─── Source

Farads to Joules Calculator
Calculate energy stored in a capacitor using E = ½CV²
How to Convert Farads to Joules
Farads (F) measure capacitance—the ability of a capacitor to store electrical charge. Joules (J) measure energy. To convert between them, you need to know the voltage across the capacitor. The energy stored in a capacitor depends on both its capacitance and the voltage applied.
This formula comes from integrating the work done to charge a capacitor. The energy is stored in the electric field between the capacitor plates. As each increment of charge is added, the work required increases because the voltage rises proportionally. Mathematically, the total energy equals the integral of V·dQ, which yields the quadratic V² relationship and the ½ factor. For more details, see Wikipedia’s article on capacitance.
Power vs Energy
While a capacitor might store only a modest amount of energy (say, 15 Joules), it can release that energy in microseconds—producing thousands of Watts of instantaneous power. This is why capacitors are used in camera flashes and defibrillators: the rapid discharge creates an extremely high-power pulse that batteries alone cannot deliver.
What is Capacitance?
Capacitance is a measure of a component’s ability to store electrical charge. It’s defined as the ratio of the electric charge (Q) stored on each conductor to the voltage (V) between them: C = Q/V. The SI unit is the farad (F), named after physicist Michael Faraday.
Common Capacitance Units
| Unit | Symbol | Value in Farads | Energy at 12V | Typical Use |
|---|---|---|---|---|
| Farad | F | 1 F | 72 J | Supercapacitors |
| Millifarad | mF | 10⁻³ F | 72 mJ | Large electrolytics |
| Microfarad | µF | 10⁻⁶ F | 72 µJ | Power filtering, audio |
| Nanofarad | nF | 10⁻⁹ F | 72 nJ | Timing circuits |
| Picofarad | pF | 10⁻¹² F | 72 pJ | RF circuits, oscillators |
Note: The “Energy at 12V” column shows energy stored at a common voltage (12V) using E = ½CV². This helps visualize how capacitance scales with energy.

──────

§ **Exercise tasks**:
1 > Per the capacitor energy page, who is the farad named after?
2 > Summarize the capacitor energy page in two sentences.
The records that come after the capacitor energy page have no connection to it.

─── Material provided

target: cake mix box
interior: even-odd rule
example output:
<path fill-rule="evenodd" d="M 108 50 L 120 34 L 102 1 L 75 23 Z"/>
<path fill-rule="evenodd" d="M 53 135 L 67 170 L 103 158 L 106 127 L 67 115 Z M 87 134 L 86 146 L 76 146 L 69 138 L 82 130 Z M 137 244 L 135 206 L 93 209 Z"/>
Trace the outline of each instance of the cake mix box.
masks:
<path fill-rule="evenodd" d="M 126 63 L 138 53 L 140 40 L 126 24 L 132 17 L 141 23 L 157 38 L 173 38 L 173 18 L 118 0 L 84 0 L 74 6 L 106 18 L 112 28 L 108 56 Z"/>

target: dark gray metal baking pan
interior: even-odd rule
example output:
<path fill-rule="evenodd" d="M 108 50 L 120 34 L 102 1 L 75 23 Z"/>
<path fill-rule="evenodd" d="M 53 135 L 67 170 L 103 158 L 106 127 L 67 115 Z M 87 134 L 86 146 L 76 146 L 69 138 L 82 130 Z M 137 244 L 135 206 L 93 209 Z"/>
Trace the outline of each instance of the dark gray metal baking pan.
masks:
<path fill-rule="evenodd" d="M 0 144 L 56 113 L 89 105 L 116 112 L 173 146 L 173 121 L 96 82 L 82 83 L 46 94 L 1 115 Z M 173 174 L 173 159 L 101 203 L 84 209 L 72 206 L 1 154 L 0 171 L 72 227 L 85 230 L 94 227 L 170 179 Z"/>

──────

§ **Outputs for the tasks**:
1 > Physicist Michael Faraday.

2 > The energy stored in a capacitor depends on its capacitance and the voltage applied, following E = ½CV², a formula that comes from integrating the work done to charge the capacitor. Although a capacitor may store only a modest amount of energy, it can release it in microseconds as an extremely high-power pulse, which is why capacitors are used in camera flashes and defibrillators.